- _Exercise requirements_
Please report how many lines below contain "black", writing nothing except the number.

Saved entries
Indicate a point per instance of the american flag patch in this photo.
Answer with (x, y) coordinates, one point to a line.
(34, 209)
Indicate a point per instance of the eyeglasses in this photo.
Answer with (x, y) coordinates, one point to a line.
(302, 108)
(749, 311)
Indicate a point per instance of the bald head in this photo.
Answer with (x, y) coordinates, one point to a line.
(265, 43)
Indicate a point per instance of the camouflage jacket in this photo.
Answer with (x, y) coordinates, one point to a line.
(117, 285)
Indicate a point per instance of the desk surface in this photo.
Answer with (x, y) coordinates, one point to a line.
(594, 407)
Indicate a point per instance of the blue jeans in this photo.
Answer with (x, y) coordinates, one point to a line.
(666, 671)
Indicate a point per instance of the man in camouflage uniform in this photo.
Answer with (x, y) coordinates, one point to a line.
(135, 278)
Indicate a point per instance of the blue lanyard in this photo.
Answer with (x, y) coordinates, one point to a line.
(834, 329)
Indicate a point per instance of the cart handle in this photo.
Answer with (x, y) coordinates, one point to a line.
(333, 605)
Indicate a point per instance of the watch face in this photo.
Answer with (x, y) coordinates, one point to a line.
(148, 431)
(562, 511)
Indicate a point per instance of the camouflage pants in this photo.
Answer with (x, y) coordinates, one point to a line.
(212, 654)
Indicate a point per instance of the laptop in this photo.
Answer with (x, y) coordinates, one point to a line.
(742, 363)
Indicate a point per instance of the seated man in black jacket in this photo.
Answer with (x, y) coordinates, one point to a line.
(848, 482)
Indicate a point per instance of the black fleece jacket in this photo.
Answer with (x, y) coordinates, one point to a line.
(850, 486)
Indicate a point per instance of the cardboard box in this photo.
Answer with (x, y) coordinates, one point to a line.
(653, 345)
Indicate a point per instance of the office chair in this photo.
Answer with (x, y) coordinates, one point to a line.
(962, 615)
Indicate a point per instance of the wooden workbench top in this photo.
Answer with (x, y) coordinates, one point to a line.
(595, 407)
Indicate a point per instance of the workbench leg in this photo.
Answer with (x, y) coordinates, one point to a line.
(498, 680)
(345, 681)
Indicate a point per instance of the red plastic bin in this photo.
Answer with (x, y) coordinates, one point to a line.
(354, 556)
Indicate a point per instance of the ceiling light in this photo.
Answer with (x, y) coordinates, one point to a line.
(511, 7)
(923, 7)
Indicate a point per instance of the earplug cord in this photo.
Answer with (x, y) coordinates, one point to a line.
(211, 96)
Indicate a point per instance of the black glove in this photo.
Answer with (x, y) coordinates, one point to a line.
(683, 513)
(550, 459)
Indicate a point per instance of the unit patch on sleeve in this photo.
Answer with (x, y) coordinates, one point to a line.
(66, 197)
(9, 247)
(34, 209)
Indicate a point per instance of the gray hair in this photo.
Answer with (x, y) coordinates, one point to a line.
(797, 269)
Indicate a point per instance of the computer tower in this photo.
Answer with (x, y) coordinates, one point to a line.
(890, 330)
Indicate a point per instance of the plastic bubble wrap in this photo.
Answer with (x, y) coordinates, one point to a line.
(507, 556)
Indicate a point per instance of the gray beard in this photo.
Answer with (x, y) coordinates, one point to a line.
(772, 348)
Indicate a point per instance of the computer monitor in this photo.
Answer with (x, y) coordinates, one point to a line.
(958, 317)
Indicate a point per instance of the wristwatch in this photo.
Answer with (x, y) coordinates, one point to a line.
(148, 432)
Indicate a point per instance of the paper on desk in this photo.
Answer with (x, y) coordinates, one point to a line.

- _Response below_
3